DOCUMENT SEGMENT below:

Beer Lovers Would Benefit From Repeal of Aluminum Tariffs
President and CEO, Beer Institute
This article originally appeared on Bloomberg Tax on March 6, 2023.
One significant policy issue left out of President Joe Biden’s agenda for the next two years is the repeal of the aluminum tariffs in Section 232 of the Trade Expansion Act. Unfortunately for US consumers and manufacturers—and particularly for American brewers and beer importers—these tariffs burden domestic manufacturers and consumers with unnecessary costs.
For beer lovers, those tariffs drive the cost of production and ultimately translate into higher prices for consumers. A looming threat of additional tariffs would only compound the problem and add to the more than $1.7 billion that brewers have paid in tariffs, according to a study conducted last fall. With inflation a top concern for Americans, the Biden administration can provide immediate relief by repealing the Section 232 tariffs on aluminum and not instituting any new tariffs.
American brewers depend heavily on aluminum cansheet to package your favorite beer. More than 74% of all beer produced in the US is packaged in aluminum cans or bottles. Aluminum is the single largest input cost in American beer manufacturing, and in 2020, brewers used more than 41 billion cans and bottles, with 75% of it made from recycled content. Given its importance to the industry, brewers nationwide—and the more than two million jobs they support—have been negatively impacted by the aluminum tariffs.
To make matters worse, only $120 million (7%) of the $1.7 billion the US beverage industry has paid in tariffs has actually gone to the US Treasury. US rolling mills and US and Canadian smelters have been the primary recipient of the money American brewers and beverage companies have been forced to pay, taking in nearly $1.6 billion (93%) by charging end-users of aluminum a tariff-burdened price no matter the content of the metal or where it came from.
An obscure pricing system on aluminum known as the Midwest Premium is causing this problem, and the Beer Institute and American brewers are working with Congress to help shed light on why and how this is happening. While we’re working hand-in-glove with brewers across the country, repealing Section 232 tariffs would provide the most immediate relief.

End of DOCUMENT SEGMENT.
STORED DATA below:

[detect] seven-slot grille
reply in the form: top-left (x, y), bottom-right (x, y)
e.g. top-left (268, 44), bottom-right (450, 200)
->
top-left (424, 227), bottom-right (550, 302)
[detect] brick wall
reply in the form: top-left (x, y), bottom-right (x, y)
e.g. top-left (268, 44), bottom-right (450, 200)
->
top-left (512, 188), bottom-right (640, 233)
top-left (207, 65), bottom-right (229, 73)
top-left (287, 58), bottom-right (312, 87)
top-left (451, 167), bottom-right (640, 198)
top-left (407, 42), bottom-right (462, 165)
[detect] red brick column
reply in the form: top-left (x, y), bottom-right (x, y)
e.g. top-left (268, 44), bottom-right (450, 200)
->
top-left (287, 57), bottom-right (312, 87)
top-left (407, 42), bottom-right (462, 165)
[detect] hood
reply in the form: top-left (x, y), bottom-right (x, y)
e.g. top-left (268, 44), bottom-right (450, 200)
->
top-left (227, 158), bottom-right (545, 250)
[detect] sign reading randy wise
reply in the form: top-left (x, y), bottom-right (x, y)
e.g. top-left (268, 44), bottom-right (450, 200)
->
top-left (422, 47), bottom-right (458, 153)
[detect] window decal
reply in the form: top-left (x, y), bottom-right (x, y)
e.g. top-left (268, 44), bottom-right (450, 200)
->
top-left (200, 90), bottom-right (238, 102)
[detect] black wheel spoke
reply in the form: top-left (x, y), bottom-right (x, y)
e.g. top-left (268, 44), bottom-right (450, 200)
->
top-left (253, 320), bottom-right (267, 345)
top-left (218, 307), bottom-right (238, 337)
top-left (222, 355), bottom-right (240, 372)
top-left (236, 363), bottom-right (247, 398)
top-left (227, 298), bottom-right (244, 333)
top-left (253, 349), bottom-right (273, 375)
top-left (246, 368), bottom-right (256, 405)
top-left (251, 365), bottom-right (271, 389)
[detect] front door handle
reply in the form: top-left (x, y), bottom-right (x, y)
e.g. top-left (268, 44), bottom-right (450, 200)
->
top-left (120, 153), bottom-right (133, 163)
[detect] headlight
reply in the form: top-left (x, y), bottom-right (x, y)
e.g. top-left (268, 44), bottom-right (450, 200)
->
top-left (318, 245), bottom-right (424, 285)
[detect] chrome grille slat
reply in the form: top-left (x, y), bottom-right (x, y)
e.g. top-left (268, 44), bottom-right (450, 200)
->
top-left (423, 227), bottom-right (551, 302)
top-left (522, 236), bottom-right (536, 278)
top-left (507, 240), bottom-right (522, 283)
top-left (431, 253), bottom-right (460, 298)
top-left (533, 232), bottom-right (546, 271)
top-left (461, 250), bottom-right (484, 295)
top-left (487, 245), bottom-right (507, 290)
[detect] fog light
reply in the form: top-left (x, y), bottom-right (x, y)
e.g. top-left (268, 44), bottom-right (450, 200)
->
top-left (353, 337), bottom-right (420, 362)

End of STORED DATA.

:: ACTIVITY A ::
Condense the paragraph of the aluminum tariffs article that begins "American brewers depend heavily on aluminum cansheet" into a bulleted list that keeps its main facts.
:: ACTIVITY B ::
Carry the aluminum tariffs article forward from its final sentence.

:: WRITTEN ANSWER A ::
- American brewers rely heavily on aluminum cansheet for packaging.
- More than 74% of all US-produced beer is packaged in aluminum cans or bottles.
- Aluminum is the largest single input cost in American beer manufacturing.
- In 2020, brewers used more than 41 billion cans and bottles, 75% of it made from recycled content.
- The aluminum tariffs have hurt brewers nationwide and the more than two million jobs they support.

:: WRITTEN ANSWER B ::
Last year, the CEOs of some of our nation’s largest beer suppliers sent a letter to the Biden administration, arguing that “tariffs reverberate throughout the supply chain, raising production costs for aluminum end-users and ultimately impacting consumer prices.” And it’s not just brewers and beer industry workers who know these tariffs are doing more harm than good.
Numerous organizations have stated that rolling back tariffs would reduce inflation, including the Progressive Policy Institute, which said, “tariffs are easily the most regressive of all US taxes, forcing the poor to pay more than anyone else.” Last March, the Peterson Institute for International Economics released a study discussing how a more relaxed posture on trade, including targeted tariff repeal, would help drive down inflation.
The tariffs have failed to jumpstart the nation’s aluminum smelters despite the windfall North American smelters receive from them, and they’ve also failed to create the significant number of jobs that were initially promised. Instead, these tariffs are punishing American workers and businesses by increasing domestic costs and making it more difficult for American companies to compete against global competitors.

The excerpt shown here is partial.